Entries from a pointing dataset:
****

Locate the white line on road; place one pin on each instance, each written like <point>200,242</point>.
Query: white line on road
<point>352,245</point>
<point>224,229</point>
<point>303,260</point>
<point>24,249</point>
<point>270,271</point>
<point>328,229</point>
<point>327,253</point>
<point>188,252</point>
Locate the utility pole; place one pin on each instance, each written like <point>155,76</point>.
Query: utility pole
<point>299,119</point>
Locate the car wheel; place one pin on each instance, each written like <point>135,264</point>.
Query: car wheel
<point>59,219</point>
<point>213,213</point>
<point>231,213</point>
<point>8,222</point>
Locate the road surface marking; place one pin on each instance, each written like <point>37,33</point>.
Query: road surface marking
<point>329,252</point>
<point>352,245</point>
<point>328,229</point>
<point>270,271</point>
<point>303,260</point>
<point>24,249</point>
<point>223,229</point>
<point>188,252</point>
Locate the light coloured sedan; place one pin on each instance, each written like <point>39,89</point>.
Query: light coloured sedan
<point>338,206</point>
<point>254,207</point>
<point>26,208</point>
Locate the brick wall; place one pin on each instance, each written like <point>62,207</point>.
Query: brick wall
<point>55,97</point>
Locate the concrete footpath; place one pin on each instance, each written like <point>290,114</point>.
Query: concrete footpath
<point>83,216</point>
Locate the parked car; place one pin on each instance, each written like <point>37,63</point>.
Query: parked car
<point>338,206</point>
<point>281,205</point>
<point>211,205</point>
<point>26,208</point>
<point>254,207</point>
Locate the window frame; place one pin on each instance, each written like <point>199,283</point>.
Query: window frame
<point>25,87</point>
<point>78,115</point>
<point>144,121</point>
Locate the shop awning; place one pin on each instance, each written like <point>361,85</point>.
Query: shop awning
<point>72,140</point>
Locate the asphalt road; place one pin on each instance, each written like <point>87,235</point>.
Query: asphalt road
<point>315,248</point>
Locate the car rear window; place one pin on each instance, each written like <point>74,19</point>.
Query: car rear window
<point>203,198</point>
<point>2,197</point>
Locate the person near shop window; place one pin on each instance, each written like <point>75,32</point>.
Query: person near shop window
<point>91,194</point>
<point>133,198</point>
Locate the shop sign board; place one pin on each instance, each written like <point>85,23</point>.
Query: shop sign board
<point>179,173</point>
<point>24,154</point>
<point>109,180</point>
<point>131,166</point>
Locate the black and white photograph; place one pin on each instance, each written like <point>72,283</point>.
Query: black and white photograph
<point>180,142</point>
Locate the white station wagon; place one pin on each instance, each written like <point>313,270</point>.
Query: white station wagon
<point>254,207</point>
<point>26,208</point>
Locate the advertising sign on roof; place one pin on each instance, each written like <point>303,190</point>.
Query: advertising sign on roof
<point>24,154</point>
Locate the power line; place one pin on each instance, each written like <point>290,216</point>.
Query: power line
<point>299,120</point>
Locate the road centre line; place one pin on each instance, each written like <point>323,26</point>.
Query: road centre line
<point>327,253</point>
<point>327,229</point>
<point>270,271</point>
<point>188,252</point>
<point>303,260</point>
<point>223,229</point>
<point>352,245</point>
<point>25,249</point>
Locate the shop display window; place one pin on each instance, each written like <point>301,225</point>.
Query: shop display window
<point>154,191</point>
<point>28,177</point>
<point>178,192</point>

****

### [Given task]
All of the data must be returned exactly.

### [Task solution]
Locate the white line on road; place one pin on each instance, each written like <point>200,242</point>.
Query: white line on road
<point>352,245</point>
<point>224,229</point>
<point>303,260</point>
<point>24,249</point>
<point>270,271</point>
<point>328,229</point>
<point>327,253</point>
<point>188,252</point>
Locate the utility pole; place one pin on each instance, each written like <point>155,76</point>.
Query: utility pole
<point>299,119</point>
Locate the car wheel; place one pin on each instance, each written like <point>135,264</point>.
Query: car wheel
<point>59,219</point>
<point>213,213</point>
<point>231,213</point>
<point>8,222</point>
Locate the road surface marking; place one pin on each instance, each written like <point>37,33</point>.
Query: road surface marking
<point>329,252</point>
<point>352,245</point>
<point>328,229</point>
<point>270,271</point>
<point>303,260</point>
<point>24,249</point>
<point>223,229</point>
<point>188,252</point>
Locate the light coloured sedan; place one pin on each instance, each written like <point>39,89</point>.
Query: light coloured sedan
<point>338,206</point>
<point>254,207</point>
<point>26,208</point>
Locate the brick wall; place one pin on each instance, each written like <point>62,207</point>.
Query: brick wall
<point>55,97</point>
Locate the concrete footpath; place one pin on each instance, each written like <point>290,114</point>.
Query: concrete footpath
<point>83,216</point>
Locate the parked car; place one pin on each instance, each written like <point>37,63</point>.
Query: parked car
<point>338,206</point>
<point>281,205</point>
<point>211,205</point>
<point>26,208</point>
<point>254,207</point>
Locate the window frame; place one pin on each instance, each written like <point>199,283</point>.
Query: window frame
<point>25,87</point>
<point>78,115</point>
<point>144,121</point>
Locate the shop awning; place one pin on each instance, each written like <point>361,85</point>.
Query: shop awning
<point>72,140</point>
Locate the asphalt road; place one pin on each instance, each written like <point>87,235</point>.
Query: asphalt road
<point>315,248</point>
Locate the car rear window; place one pin on each instance, each written like <point>74,19</point>.
Query: car rear window
<point>203,198</point>
<point>2,197</point>
Locate the person near shop window; place one pin on each instance, each written like <point>75,32</point>.
Query: person near shop window
<point>91,194</point>
<point>133,198</point>
Locate the shop sign board; place one pin on each instance, each written like <point>85,23</point>.
Query: shop sign board
<point>179,173</point>
<point>24,154</point>
<point>109,180</point>
<point>131,166</point>
Locate the black and white photograph; place one pin on each instance, each written like <point>72,283</point>.
Query: black and white photograph
<point>180,142</point>
Locate the white station wagon; place one pin on each instance, each written like <point>313,270</point>.
Query: white station wagon
<point>254,207</point>
<point>26,208</point>
Locate the advertising sign on roof; place one pin on each instance, each written like <point>303,190</point>.
Query: advertising sign on roof
<point>24,154</point>
Locate the power line; place one pin on each instance, each written like <point>290,216</point>.
Query: power line
<point>299,120</point>
Locate the road centre line; place one pin on each instance, each written like <point>323,26</point>.
Query: road centre line
<point>327,253</point>
<point>327,229</point>
<point>270,271</point>
<point>188,252</point>
<point>303,260</point>
<point>223,229</point>
<point>352,245</point>
<point>25,249</point>
Locate the shop display window; place one pin on each instance, each written like <point>301,225</point>.
Query: shop display window
<point>154,191</point>
<point>28,177</point>
<point>178,192</point>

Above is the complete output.